== Supplied material ==
•••
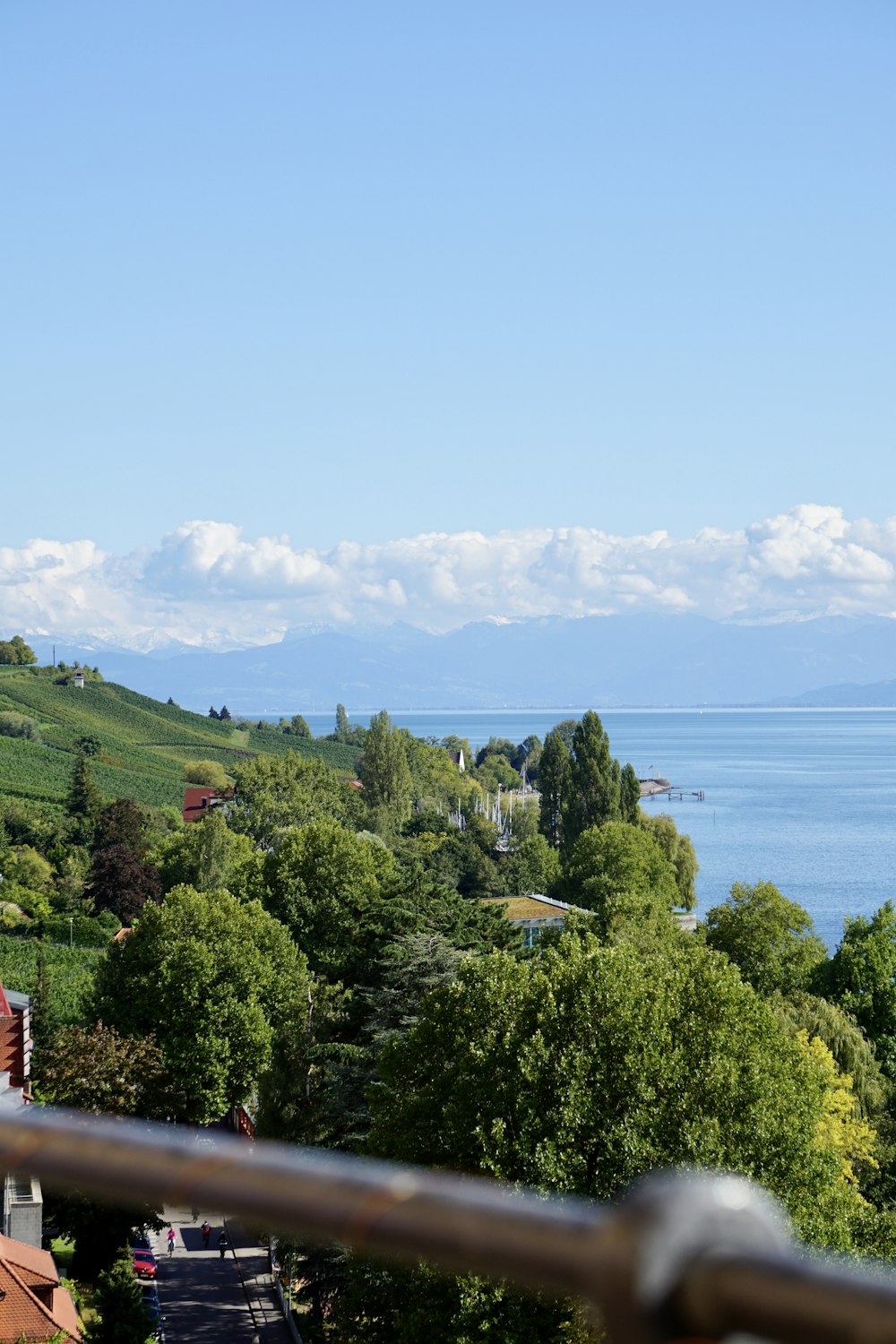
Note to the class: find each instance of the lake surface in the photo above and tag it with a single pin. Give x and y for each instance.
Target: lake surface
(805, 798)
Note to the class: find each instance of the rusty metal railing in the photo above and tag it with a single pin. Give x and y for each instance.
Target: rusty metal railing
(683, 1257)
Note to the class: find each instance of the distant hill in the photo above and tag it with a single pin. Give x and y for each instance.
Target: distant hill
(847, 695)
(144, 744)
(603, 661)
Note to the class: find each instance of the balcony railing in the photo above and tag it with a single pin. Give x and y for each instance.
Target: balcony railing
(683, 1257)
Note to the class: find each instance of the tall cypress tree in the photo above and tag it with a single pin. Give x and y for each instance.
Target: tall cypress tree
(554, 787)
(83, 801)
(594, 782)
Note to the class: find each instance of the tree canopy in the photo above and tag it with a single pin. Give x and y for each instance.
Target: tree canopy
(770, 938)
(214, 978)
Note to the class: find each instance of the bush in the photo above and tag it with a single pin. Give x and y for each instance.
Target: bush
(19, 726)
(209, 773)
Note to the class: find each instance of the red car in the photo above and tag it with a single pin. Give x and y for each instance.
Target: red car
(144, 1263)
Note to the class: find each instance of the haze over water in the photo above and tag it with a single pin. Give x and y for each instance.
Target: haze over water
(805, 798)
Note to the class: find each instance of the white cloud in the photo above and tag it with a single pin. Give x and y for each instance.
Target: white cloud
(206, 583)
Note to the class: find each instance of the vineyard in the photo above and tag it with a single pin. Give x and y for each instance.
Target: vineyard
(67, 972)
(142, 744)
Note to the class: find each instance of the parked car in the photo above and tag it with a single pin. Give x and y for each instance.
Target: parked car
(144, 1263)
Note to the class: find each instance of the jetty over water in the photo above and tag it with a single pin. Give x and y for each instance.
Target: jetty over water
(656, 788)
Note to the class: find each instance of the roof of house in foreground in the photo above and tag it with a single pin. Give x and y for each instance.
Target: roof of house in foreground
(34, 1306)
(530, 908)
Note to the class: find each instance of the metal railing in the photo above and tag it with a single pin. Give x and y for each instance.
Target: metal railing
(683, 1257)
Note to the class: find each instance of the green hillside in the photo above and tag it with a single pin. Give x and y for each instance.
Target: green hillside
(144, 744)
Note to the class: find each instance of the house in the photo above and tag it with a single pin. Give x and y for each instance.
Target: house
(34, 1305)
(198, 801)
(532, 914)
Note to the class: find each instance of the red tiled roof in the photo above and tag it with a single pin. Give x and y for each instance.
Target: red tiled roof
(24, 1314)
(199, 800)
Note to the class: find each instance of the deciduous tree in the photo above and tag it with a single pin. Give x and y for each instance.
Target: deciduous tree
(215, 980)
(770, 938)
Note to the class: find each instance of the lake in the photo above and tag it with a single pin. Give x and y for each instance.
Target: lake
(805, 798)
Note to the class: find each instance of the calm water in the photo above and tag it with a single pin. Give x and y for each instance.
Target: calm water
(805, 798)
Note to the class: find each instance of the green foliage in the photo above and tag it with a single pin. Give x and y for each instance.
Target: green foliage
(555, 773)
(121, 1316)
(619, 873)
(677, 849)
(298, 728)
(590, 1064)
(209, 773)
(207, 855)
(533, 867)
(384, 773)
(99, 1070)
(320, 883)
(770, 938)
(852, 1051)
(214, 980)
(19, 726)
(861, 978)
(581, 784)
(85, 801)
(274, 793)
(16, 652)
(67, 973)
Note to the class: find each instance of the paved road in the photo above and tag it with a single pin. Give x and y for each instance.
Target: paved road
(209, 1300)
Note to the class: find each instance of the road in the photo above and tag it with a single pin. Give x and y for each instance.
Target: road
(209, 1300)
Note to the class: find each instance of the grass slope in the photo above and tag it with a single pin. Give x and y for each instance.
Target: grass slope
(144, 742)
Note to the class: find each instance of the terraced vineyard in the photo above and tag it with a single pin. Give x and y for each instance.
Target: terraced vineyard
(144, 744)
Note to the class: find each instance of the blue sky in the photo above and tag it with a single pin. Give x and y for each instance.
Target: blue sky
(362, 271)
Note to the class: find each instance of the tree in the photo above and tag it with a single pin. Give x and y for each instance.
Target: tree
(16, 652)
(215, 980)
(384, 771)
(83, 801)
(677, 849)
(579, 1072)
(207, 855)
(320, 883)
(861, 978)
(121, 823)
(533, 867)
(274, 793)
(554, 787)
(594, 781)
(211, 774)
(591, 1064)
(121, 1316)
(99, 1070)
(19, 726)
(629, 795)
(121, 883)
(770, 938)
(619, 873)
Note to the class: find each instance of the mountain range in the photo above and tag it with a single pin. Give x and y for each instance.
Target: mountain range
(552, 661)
•••
== Request ==
Return exactly, and only, the line containing "Note to the class: find each instance of the paved" and every line after it through the end of the material.

== Answer for the task ==
Note to the class: find each instance of the paved road in the photo above and tag it with a single pin. Give x and y for each instance.
Target: paved road
(209, 1300)
Note to the class: find each instance of the road in the photo above and tag it with a single pin. Give x and y for each instance.
Target: road
(209, 1300)
Note to the class: find each instance of the grass slope in the photo above and tag it with a single pin. Give x and y for each instance.
Target: grass slope
(144, 742)
Note to the class: find each instance of the terraced vineyard in the photo above and tag it with a single pin. Give x and y for each instance.
Target: terraced vineyard
(144, 744)
Note to the class: find each instance of the blue sky in the photo above and tag it with a single pin. Give x and y for each instance.
Target: blue sky
(362, 271)
Note to the class: find each instance of the tree in the photo above and tag it with a single pin. Give x and y for each instance.
Target: tree
(16, 652)
(215, 980)
(384, 771)
(83, 801)
(677, 849)
(579, 1072)
(207, 855)
(320, 883)
(861, 978)
(121, 823)
(533, 867)
(274, 793)
(554, 787)
(594, 781)
(211, 774)
(591, 1064)
(121, 1316)
(99, 1070)
(19, 726)
(629, 795)
(121, 883)
(770, 938)
(619, 873)
Note to the class: find each instance of the mountain range in the photo above and tag it with a single pin. Give x and y for each instance.
Target: mountain range
(552, 661)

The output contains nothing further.